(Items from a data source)
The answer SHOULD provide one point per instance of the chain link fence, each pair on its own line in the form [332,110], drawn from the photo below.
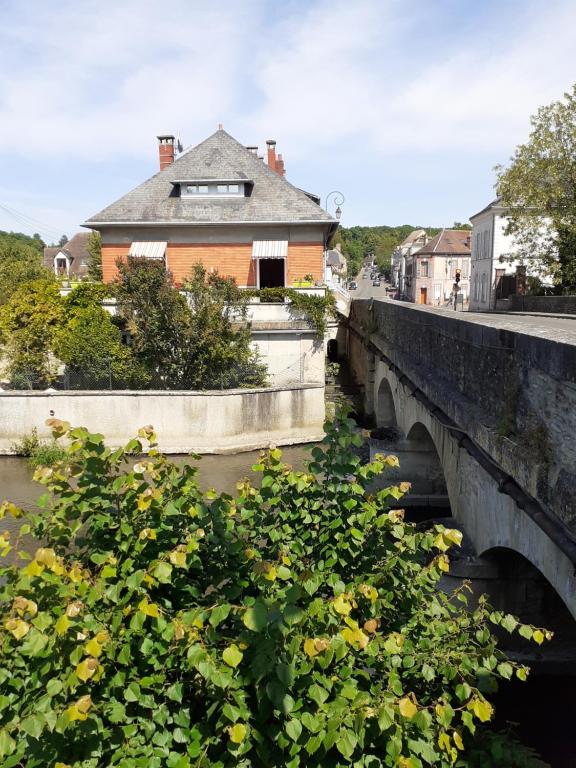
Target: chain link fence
[237,376]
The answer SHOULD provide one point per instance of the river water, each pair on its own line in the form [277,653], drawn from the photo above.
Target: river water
[547,728]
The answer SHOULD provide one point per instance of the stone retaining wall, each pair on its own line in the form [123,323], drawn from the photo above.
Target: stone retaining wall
[206,422]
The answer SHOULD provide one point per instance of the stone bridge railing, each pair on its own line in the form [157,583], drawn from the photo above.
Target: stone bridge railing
[512,392]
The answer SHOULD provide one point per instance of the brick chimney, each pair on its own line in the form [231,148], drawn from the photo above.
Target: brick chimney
[165,150]
[271,143]
[280,166]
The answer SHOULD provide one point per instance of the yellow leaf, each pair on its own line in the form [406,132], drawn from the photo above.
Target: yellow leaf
[62,625]
[150,609]
[22,606]
[17,628]
[440,543]
[310,647]
[453,535]
[481,708]
[93,648]
[444,742]
[407,707]
[371,593]
[84,703]
[270,573]
[34,568]
[87,669]
[178,558]
[341,605]
[45,556]
[75,573]
[74,609]
[238,733]
[232,655]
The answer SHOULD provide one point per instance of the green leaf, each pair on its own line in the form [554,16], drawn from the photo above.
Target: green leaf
[232,655]
[256,617]
[346,743]
[219,614]
[163,572]
[318,694]
[294,729]
[33,726]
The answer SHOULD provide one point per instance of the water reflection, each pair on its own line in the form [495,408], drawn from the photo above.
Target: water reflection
[221,472]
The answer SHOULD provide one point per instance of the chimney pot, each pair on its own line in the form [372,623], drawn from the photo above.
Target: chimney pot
[165,150]
[271,143]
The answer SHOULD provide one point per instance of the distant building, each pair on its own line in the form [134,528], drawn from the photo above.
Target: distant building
[431,271]
[410,245]
[496,274]
[221,205]
[71,259]
[336,266]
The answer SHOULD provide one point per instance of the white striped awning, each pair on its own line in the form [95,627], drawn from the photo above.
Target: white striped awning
[151,250]
[270,249]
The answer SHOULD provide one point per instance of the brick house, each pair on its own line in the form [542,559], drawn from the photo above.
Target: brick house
[431,270]
[71,259]
[220,204]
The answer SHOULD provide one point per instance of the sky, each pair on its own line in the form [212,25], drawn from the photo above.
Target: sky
[403,106]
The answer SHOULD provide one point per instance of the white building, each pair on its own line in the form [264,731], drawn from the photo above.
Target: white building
[407,247]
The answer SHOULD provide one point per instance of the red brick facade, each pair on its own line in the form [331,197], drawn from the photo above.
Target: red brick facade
[232,259]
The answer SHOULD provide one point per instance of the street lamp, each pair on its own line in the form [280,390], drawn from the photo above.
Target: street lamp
[338,199]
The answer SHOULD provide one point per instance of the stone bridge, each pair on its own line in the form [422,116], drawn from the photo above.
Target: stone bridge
[491,402]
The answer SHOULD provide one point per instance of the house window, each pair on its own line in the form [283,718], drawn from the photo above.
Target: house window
[211,190]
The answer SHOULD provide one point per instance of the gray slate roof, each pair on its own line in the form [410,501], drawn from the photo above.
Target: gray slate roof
[219,157]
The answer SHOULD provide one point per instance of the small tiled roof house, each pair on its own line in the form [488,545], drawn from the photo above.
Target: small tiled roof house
[70,259]
[222,205]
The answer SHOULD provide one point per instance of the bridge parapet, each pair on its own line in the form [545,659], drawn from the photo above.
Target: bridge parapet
[513,392]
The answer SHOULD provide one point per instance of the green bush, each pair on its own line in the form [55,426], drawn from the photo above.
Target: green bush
[39,452]
[295,624]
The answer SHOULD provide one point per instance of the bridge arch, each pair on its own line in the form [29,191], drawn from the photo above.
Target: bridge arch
[385,406]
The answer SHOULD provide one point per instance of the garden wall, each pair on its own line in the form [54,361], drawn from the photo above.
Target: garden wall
[206,422]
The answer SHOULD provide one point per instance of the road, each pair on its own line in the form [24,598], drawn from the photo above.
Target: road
[561,328]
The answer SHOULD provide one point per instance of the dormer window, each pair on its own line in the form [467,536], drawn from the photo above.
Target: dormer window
[202,188]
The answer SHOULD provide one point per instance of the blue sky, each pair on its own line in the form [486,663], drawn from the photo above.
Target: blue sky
[405,106]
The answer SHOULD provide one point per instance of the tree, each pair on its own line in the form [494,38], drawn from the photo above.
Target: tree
[537,189]
[299,623]
[94,248]
[194,339]
[90,344]
[20,262]
[28,322]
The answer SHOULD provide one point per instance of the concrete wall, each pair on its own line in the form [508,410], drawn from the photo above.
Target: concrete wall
[205,422]
[555,304]
[513,394]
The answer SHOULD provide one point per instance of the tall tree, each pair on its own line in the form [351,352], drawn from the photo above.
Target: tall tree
[94,248]
[539,190]
[194,339]
[20,262]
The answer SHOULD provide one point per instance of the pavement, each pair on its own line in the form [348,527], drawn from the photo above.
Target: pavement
[561,328]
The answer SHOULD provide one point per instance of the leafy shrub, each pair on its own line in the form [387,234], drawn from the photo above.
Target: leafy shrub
[299,624]
[39,452]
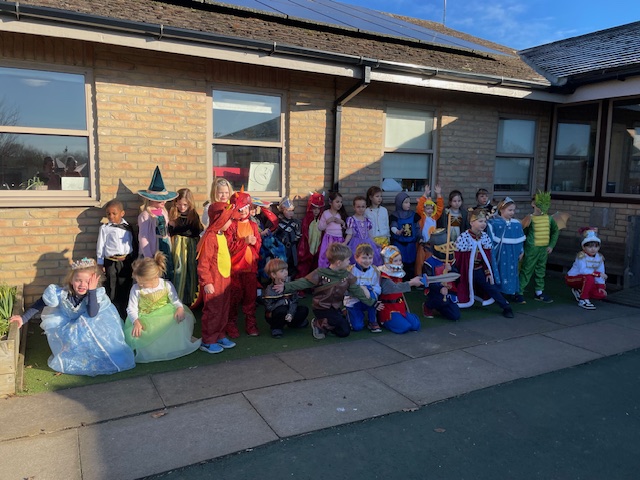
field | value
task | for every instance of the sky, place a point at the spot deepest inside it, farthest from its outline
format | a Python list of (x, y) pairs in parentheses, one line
[(518, 24)]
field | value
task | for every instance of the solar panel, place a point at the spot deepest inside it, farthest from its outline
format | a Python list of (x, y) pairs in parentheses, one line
[(355, 17)]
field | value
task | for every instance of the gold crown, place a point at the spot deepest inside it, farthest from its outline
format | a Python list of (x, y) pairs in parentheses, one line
[(83, 263)]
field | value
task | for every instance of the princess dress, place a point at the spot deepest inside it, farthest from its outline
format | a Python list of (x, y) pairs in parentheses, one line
[(162, 337), (80, 344)]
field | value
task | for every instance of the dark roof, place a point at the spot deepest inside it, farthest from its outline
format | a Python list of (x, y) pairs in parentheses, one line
[(598, 56), (222, 19)]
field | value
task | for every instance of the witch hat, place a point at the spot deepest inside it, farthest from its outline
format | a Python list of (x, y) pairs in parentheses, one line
[(156, 190)]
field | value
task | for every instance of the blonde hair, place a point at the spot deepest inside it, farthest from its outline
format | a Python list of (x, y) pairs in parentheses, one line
[(149, 267)]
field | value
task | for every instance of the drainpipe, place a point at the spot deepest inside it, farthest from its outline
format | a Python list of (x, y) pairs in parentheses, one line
[(364, 82)]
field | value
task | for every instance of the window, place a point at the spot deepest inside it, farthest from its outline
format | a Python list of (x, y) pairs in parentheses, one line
[(623, 173), (515, 156), (44, 134), (408, 150), (574, 149), (248, 140)]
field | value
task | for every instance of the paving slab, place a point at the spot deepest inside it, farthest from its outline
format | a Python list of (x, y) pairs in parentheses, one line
[(341, 358), (44, 457), (149, 444), (606, 338), (211, 381), (310, 405), (430, 379), (430, 341), (502, 328), (533, 355), (73, 407)]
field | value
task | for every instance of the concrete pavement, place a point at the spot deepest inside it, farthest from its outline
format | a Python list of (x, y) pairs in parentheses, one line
[(136, 427)]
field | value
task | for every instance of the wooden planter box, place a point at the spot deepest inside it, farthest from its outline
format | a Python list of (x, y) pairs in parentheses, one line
[(11, 361)]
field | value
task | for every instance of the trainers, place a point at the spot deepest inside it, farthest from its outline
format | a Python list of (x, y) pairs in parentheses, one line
[(517, 298), (316, 330), (543, 298), (212, 348), (226, 343), (374, 327), (586, 304)]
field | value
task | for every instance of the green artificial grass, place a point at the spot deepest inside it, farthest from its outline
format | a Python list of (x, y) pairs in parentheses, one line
[(38, 377)]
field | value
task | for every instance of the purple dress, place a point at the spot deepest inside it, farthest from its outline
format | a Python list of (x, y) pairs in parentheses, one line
[(360, 234)]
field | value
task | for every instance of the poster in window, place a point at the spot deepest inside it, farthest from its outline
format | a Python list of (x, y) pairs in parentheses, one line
[(264, 177)]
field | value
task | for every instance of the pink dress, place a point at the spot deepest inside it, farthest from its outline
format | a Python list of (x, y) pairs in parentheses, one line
[(360, 230)]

▸ Problem description
In the entries above, identify each line that includes the string "dress", then copy it.

▸ Result
task | for every instance of the princess dress, place a point at the spot deepest inside it, farthest from its outline
task | for every instance of the purple dress, place a point at the spot deepest inside it, farthest from its outline
task | for every instance of the pink dress, place a point at the spot deepest inside it, farthest from its outline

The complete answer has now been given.